# Apply what you read
**1.** Answer these questions from the patients and methods text.
(a) How many urine samples were studied in total?
(b) How many patients in the first group had allograft nephropathy proven by a biopsy?
(c) Who provided the samples in the third group?
**2.** Retype the part of the patients and methods text starting with "1. 14 samples" and going on through "or active nephropathy.".

# Text passage
——

PATIENTS AND METHODS

Clinical material

Twenty eight urine samples were studied from the following three groups:

  1. 14 samples from 11 kidney transplant patients with BK viruria >6.46E+06 genomic equivalents per ml and viremia >3.21E+03 genomic equivalents per ml. Four of these patients had allograft nephropathy proven by a biopsy that had been performed within 0–45 days of urine collection.

  2. 7 samples from 7 kidney transplant patients with BK viruria <6.43E+05 genomic equivalents per ml/ml. These patients did not demonstrate viremia or active nephropathy within a 1 year interval of sample collection.

  3. 7 samples from healthy blood donors who had viruria but no evidence of viremia or active nephropathy.

——

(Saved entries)
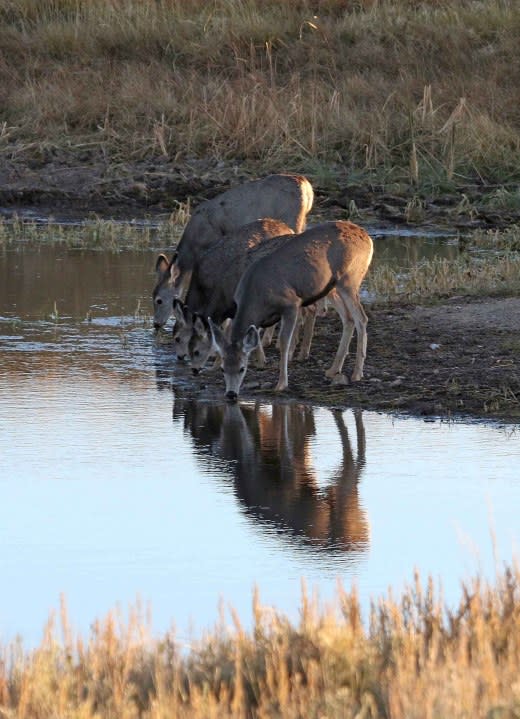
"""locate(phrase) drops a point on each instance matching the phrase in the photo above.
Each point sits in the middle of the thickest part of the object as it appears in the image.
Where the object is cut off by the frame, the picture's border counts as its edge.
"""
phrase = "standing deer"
(287, 198)
(331, 258)
(213, 283)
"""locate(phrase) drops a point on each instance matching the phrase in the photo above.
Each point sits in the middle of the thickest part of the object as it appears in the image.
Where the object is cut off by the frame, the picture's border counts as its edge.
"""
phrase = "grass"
(421, 92)
(411, 658)
(489, 264)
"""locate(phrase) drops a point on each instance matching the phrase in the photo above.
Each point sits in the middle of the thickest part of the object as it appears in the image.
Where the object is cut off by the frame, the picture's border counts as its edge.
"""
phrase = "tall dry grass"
(413, 658)
(416, 91)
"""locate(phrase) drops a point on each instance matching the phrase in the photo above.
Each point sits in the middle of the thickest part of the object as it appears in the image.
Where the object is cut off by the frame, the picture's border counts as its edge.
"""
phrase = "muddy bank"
(64, 186)
(460, 357)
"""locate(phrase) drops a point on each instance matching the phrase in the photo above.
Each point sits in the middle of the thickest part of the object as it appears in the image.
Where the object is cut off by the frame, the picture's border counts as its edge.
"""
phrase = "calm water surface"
(120, 480)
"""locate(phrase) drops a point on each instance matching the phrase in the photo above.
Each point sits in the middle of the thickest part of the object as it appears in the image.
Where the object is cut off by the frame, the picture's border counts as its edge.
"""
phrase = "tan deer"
(329, 259)
(287, 198)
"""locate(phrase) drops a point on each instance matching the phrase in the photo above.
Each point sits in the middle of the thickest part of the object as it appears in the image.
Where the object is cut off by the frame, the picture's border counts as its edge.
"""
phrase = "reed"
(415, 92)
(411, 657)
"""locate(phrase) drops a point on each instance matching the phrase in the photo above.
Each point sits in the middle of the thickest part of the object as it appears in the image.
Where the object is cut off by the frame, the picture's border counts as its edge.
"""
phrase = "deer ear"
(178, 310)
(199, 327)
(251, 340)
(218, 336)
(162, 264)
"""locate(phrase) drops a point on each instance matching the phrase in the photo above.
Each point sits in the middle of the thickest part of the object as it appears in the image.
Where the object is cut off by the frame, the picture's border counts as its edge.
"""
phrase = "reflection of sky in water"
(105, 496)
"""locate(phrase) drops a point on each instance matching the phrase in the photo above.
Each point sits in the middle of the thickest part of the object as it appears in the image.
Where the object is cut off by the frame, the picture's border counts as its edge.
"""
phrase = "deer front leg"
(309, 320)
(259, 356)
(287, 325)
(267, 337)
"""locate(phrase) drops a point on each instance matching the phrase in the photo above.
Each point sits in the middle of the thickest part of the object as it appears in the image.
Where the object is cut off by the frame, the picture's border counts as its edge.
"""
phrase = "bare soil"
(70, 185)
(460, 356)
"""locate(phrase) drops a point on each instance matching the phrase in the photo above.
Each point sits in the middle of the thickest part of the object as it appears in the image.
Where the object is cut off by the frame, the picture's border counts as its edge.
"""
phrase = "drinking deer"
(329, 259)
(213, 283)
(287, 198)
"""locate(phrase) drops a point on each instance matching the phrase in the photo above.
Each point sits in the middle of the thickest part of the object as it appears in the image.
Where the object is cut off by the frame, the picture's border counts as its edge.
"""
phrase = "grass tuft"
(412, 657)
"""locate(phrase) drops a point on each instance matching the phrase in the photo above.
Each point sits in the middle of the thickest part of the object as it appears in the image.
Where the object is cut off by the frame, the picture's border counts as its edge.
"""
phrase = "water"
(120, 481)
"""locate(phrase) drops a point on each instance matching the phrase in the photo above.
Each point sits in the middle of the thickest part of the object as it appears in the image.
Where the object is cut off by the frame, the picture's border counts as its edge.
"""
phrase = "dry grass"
(413, 658)
(489, 264)
(418, 91)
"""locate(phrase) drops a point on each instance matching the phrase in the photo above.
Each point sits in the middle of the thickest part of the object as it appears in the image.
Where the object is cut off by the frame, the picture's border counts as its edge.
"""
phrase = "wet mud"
(459, 358)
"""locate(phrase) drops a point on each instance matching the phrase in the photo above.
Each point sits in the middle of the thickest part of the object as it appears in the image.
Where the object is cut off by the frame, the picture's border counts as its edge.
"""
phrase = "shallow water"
(119, 479)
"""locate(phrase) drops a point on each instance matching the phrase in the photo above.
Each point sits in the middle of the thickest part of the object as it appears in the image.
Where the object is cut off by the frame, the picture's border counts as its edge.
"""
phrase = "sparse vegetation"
(489, 264)
(412, 658)
(421, 93)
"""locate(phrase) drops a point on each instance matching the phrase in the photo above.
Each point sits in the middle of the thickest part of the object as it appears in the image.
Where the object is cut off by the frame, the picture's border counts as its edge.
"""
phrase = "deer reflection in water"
(267, 449)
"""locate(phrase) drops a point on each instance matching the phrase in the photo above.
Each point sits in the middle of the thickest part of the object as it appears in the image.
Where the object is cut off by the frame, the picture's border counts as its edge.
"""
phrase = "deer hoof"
(339, 378)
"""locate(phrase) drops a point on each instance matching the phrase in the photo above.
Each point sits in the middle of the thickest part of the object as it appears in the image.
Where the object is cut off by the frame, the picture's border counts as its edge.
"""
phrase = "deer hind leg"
(310, 315)
(360, 319)
(287, 325)
(267, 337)
(217, 363)
(335, 370)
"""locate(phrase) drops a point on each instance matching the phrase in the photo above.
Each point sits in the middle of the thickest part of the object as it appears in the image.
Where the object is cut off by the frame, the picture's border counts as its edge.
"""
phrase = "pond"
(121, 481)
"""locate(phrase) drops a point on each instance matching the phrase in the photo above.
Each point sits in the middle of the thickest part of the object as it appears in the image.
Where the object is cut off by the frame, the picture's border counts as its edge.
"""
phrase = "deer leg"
(217, 364)
(309, 320)
(182, 284)
(360, 319)
(289, 318)
(295, 336)
(268, 335)
(335, 370)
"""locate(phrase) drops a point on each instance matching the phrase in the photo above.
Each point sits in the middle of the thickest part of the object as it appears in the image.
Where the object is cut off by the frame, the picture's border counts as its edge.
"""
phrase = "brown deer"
(213, 283)
(287, 198)
(329, 259)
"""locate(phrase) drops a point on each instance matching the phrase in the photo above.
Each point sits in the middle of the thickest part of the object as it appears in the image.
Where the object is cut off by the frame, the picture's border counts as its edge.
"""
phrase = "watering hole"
(121, 481)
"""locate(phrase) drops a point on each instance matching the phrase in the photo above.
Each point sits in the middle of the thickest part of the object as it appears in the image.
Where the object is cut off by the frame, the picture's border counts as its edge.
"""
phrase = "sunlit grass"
(416, 92)
(412, 657)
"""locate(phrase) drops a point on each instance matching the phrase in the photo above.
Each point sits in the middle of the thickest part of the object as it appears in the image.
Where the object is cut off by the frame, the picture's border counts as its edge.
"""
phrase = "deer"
(330, 259)
(213, 283)
(284, 197)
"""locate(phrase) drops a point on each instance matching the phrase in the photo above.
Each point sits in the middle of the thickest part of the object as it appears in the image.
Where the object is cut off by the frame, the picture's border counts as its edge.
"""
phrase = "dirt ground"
(458, 358)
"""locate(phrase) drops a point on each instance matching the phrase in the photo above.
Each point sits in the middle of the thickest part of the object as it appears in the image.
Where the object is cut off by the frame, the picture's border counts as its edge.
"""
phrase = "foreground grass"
(488, 262)
(412, 658)
(418, 92)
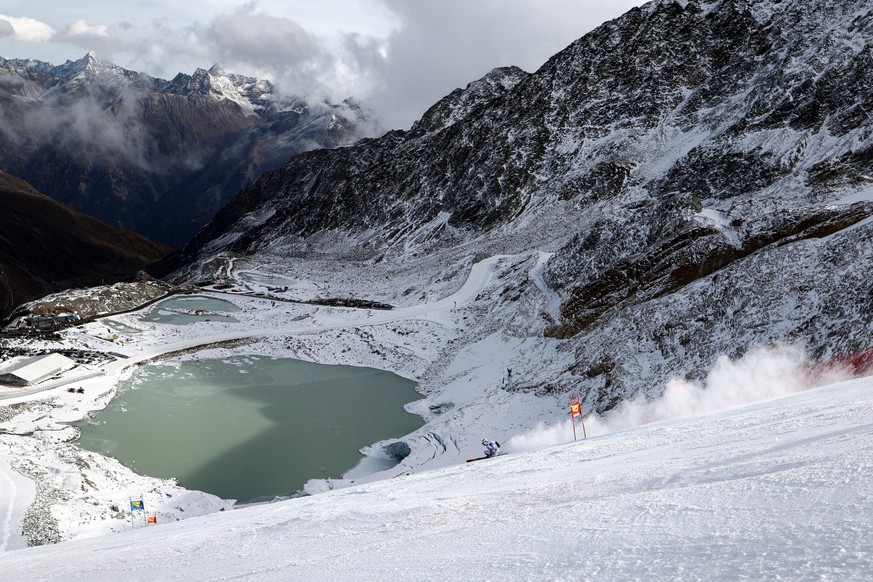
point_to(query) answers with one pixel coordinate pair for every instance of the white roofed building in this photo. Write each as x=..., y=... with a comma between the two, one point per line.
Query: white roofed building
x=34, y=370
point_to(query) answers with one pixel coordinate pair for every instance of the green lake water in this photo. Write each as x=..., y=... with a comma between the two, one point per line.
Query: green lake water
x=249, y=428
x=189, y=309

——

# Results for the exercise
**1.**
(a) Twenty eight.
(b) Four.
(c) Healthy blood donors.

**2.**
1. 14 samples from 11 kidney transplant patients with BK viruria >6.46E+06 genomic equivalents per ml and viremia >3.21E+03 genomic equivalents per ml. Four of these patients had allograft nephropathy proven by a biopsy that had been performed within 0–45 days of urine collection.

  2. 7 samples from 7 kidney transplant patients with BK viruria <6.43E+05 genomic equivalents per ml/ml. These patients did not demonstrate viremia or active nephropathy within a 1 year interval of sample collection.

  3. 7 samples from healthy blood donors who had viruria but no evidence of viremia or active nephropathy.